Exactly the lines from the line containing "[point] every instance of the woman in black and" through the last line of the entries below should appear in the answer, reproduced verbatim.

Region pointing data
----------------------------------------

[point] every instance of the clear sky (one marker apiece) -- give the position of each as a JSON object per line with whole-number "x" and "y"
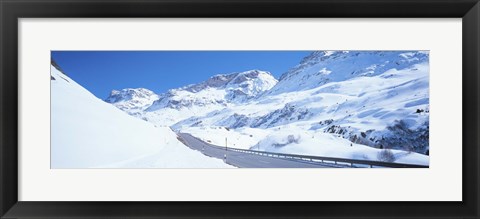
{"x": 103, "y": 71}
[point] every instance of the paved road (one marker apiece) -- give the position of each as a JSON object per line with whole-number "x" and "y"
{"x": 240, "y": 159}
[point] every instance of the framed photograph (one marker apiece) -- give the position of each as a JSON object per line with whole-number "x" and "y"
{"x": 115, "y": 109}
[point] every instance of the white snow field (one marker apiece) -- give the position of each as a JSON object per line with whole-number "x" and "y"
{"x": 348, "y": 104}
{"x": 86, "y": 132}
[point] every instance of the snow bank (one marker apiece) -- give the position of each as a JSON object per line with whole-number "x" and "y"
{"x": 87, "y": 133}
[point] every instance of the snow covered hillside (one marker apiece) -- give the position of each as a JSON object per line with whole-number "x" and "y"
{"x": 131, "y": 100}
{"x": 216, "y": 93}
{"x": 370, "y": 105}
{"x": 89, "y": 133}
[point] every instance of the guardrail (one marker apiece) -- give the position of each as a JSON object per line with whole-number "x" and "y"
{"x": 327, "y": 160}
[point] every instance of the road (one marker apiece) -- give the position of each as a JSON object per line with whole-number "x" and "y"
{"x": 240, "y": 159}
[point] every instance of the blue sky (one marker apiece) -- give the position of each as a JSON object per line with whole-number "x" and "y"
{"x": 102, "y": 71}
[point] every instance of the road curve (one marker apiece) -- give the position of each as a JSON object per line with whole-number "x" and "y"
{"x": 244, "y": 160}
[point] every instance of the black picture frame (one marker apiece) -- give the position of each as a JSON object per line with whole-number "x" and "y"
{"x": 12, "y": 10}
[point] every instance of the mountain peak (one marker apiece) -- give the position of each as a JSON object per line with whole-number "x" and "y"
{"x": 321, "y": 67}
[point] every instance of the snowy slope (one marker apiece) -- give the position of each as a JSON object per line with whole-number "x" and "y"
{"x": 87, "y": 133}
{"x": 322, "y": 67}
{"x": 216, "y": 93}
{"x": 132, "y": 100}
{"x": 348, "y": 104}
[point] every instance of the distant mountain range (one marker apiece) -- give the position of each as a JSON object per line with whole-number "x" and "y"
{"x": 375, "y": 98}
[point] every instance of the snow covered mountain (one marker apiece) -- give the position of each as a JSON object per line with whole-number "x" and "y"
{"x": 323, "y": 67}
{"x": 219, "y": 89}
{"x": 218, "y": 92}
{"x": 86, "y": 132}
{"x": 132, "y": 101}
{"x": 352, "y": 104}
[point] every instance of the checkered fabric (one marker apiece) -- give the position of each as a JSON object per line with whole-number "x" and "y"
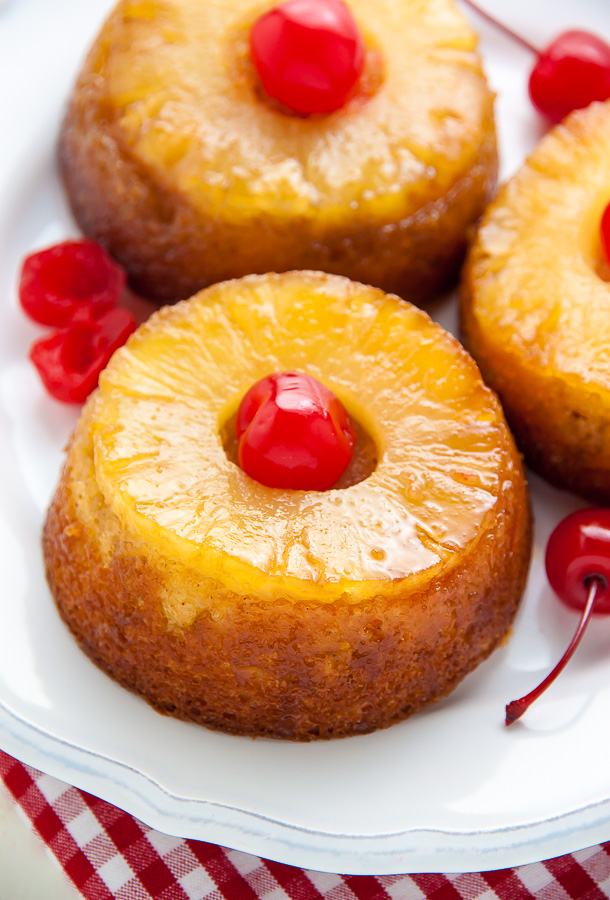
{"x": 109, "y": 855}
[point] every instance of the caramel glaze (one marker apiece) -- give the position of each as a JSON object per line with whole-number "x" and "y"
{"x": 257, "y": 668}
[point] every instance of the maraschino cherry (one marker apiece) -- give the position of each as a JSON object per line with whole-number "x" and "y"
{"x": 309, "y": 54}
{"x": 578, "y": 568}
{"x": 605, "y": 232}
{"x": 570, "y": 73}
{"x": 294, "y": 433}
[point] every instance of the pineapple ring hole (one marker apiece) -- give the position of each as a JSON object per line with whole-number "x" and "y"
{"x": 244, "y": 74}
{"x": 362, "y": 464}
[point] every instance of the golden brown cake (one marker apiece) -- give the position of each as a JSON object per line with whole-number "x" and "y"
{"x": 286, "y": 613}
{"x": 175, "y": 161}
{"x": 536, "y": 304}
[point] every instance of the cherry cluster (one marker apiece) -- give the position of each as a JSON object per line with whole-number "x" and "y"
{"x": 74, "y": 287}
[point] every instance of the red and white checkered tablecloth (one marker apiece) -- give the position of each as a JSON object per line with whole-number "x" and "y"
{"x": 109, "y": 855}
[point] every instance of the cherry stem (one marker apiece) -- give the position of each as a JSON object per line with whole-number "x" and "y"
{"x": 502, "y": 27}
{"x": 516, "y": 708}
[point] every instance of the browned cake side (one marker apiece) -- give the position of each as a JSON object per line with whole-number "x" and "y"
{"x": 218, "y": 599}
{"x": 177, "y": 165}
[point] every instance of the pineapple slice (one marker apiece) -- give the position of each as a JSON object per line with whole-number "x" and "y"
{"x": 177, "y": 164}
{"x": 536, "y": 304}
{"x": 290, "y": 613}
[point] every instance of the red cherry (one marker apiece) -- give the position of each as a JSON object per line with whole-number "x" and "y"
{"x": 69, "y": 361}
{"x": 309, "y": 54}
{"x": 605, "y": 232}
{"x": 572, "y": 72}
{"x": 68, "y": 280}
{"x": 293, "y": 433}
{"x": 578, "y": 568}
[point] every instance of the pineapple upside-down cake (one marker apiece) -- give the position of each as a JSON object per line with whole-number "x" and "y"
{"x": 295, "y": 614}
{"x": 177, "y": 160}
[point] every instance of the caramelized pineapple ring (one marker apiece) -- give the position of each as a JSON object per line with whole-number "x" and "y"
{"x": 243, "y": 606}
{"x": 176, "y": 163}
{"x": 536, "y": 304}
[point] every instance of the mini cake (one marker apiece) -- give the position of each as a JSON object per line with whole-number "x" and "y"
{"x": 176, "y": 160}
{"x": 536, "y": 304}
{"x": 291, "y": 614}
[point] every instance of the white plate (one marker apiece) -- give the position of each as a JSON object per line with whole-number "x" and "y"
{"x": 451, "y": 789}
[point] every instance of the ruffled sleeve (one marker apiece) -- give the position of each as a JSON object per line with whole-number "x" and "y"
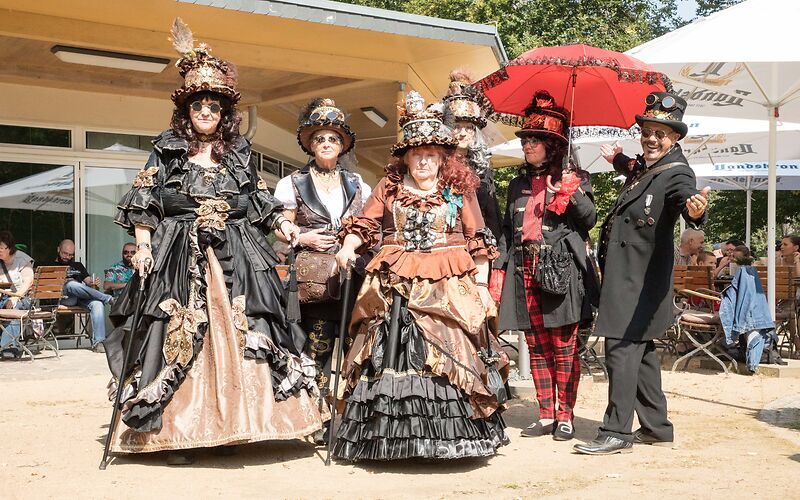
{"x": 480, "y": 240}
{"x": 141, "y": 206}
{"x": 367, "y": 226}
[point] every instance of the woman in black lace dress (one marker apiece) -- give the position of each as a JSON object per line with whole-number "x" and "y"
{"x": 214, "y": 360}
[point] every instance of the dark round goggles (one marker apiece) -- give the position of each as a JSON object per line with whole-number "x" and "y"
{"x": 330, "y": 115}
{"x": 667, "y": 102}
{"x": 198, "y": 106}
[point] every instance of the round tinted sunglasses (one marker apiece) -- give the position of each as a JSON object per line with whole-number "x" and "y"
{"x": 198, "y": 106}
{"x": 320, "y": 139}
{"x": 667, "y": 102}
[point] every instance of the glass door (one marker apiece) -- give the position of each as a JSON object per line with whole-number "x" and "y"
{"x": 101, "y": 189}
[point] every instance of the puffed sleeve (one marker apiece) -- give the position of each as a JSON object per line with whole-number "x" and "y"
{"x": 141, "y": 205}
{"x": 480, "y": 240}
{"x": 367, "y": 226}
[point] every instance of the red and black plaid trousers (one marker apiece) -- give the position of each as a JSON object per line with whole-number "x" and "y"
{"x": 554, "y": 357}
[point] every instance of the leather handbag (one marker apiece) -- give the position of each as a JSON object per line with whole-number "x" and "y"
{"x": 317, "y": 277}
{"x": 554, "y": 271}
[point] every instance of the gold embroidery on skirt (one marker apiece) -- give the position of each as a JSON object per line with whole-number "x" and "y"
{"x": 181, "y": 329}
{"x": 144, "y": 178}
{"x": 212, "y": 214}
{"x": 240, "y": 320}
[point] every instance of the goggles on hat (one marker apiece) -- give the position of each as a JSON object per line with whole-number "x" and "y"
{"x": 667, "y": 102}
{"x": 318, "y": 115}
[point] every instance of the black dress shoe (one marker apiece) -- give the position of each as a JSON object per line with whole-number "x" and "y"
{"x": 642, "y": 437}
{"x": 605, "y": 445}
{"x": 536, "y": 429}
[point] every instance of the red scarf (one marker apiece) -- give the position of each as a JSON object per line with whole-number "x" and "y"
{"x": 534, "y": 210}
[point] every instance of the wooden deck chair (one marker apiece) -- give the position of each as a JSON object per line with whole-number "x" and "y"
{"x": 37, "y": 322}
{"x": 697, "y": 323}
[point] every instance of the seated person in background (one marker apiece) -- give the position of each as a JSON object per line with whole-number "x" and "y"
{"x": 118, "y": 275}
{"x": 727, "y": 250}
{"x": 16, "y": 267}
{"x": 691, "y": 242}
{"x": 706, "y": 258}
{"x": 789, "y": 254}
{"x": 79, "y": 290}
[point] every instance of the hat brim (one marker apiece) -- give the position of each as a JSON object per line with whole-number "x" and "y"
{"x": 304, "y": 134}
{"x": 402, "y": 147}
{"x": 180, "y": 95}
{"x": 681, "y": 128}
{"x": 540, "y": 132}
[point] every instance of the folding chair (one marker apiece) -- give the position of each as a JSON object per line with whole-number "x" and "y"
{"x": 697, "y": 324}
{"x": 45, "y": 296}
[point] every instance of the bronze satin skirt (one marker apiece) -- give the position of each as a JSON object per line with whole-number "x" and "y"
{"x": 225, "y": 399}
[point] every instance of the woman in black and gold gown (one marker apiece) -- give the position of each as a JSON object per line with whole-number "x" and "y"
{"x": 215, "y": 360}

----------------------------------------

_Reply to the exercise_
[point] every instance of the woman in black and gold gown (one marker apiece) -- give the position of each as a JSON object per line with whole-number "x" and "y"
{"x": 215, "y": 360}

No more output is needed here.